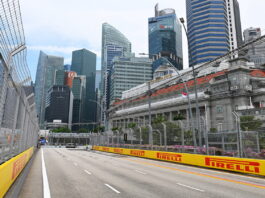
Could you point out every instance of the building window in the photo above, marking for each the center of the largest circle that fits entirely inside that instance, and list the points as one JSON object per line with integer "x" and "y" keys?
{"x": 219, "y": 109}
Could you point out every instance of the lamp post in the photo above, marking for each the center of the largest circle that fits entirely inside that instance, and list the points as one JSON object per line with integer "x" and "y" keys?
{"x": 100, "y": 105}
{"x": 195, "y": 85}
{"x": 188, "y": 97}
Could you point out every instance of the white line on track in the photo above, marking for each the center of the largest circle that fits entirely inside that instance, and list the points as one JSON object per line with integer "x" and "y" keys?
{"x": 140, "y": 172}
{"x": 46, "y": 188}
{"x": 109, "y": 186}
{"x": 88, "y": 172}
{"x": 190, "y": 187}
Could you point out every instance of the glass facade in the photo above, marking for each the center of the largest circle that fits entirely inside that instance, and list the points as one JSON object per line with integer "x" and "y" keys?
{"x": 128, "y": 72}
{"x": 84, "y": 63}
{"x": 165, "y": 38}
{"x": 114, "y": 43}
{"x": 208, "y": 31}
{"x": 45, "y": 79}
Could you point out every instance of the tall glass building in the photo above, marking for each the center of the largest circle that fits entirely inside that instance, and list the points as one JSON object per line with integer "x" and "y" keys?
{"x": 84, "y": 63}
{"x": 45, "y": 79}
{"x": 114, "y": 43}
{"x": 165, "y": 38}
{"x": 214, "y": 28}
{"x": 128, "y": 72}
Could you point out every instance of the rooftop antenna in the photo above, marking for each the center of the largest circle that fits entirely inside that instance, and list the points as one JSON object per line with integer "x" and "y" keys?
{"x": 156, "y": 10}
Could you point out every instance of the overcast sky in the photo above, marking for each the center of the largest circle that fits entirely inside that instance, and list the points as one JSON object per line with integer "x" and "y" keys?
{"x": 60, "y": 26}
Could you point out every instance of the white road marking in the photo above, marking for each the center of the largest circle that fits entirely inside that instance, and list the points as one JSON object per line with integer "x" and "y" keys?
{"x": 87, "y": 172}
{"x": 140, "y": 172}
{"x": 46, "y": 188}
{"x": 112, "y": 188}
{"x": 190, "y": 187}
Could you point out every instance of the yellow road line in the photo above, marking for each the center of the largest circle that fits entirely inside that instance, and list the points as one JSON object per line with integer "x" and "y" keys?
{"x": 195, "y": 173}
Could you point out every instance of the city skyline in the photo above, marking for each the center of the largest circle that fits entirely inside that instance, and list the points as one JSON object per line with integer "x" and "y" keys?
{"x": 60, "y": 39}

================================

**PROMPT:**
Could you update all of the material above, changing "lamp post" to "street light" and keeping everything else the same, with the pictures left out?

**THE OUTPUT:**
Could you point out every instance of the building window in the photo above, marking for each the center of the largest circle that fits entirely inside that instance, and list the points as one JSON object per line with integer "x" and "y" keys?
{"x": 219, "y": 109}
Could you point out every instance of the street light in the photo above, marking for each the center of the largest circle that fits entirely inside that instance, and list the points as one JSON object per line with integer "x" and "y" keys?
{"x": 100, "y": 105}
{"x": 195, "y": 85}
{"x": 188, "y": 97}
Could you point out every instance of the white line on track in the photo above, marking for each the center of the largest circle that fits entirely inside that instance, and list the points as one JSON object per line with integer "x" and "y" keys?
{"x": 140, "y": 172}
{"x": 46, "y": 188}
{"x": 109, "y": 186}
{"x": 88, "y": 172}
{"x": 190, "y": 187}
Could you point out every instance of the glass facade in the photo above, marking for each the center of the largest circle that fits entirely inside that instance, and list the points as one JSON object per line with integer "x" and "y" keys?
{"x": 128, "y": 72}
{"x": 84, "y": 63}
{"x": 165, "y": 38}
{"x": 114, "y": 43}
{"x": 208, "y": 31}
{"x": 45, "y": 79}
Could you point out every instance of the tall glass building in the photo above, marking for each the center of the largest circle that fits entirely inside that instance, and list the points as one JSON object per line with integer "x" and "y" keys?
{"x": 84, "y": 63}
{"x": 45, "y": 79}
{"x": 114, "y": 43}
{"x": 165, "y": 38}
{"x": 214, "y": 28}
{"x": 128, "y": 72}
Could you point out every instance of the rooftop antenna in the photo above, marking for each the center of the largest circle that fits entirely inside that instance, and list the points as one JSON object per line with integer "x" and "y" keys?
{"x": 156, "y": 10}
Could you point out every instance of the overcast sky in the photo above, marking for each the center of the largest circle that fits entirely inside that instance, and list the points as one JSON object per line with integer "x" and "y" keys?
{"x": 60, "y": 26}
Could you point out every instance of the white road marking in the photo above, marking for each the center of the largest circle that fits entirely inside that instance, and list the points as one JSON object per line with integer "x" and "y" keys?
{"x": 87, "y": 172}
{"x": 140, "y": 172}
{"x": 46, "y": 188}
{"x": 112, "y": 188}
{"x": 190, "y": 187}
Could you point out every instance of the yellow road line in the photo above, marking for each the center of the largest circle that fits entirely inside that instance, and list the points as one JSON object per line with integer "x" and "y" keys?
{"x": 195, "y": 173}
Could you point out every instance of the city skyline in the photo above, marking for each the center of the largest circle that fits entirely inside that instance, and list the points as one JSON object per line with integer "x" and "y" keys?
{"x": 60, "y": 39}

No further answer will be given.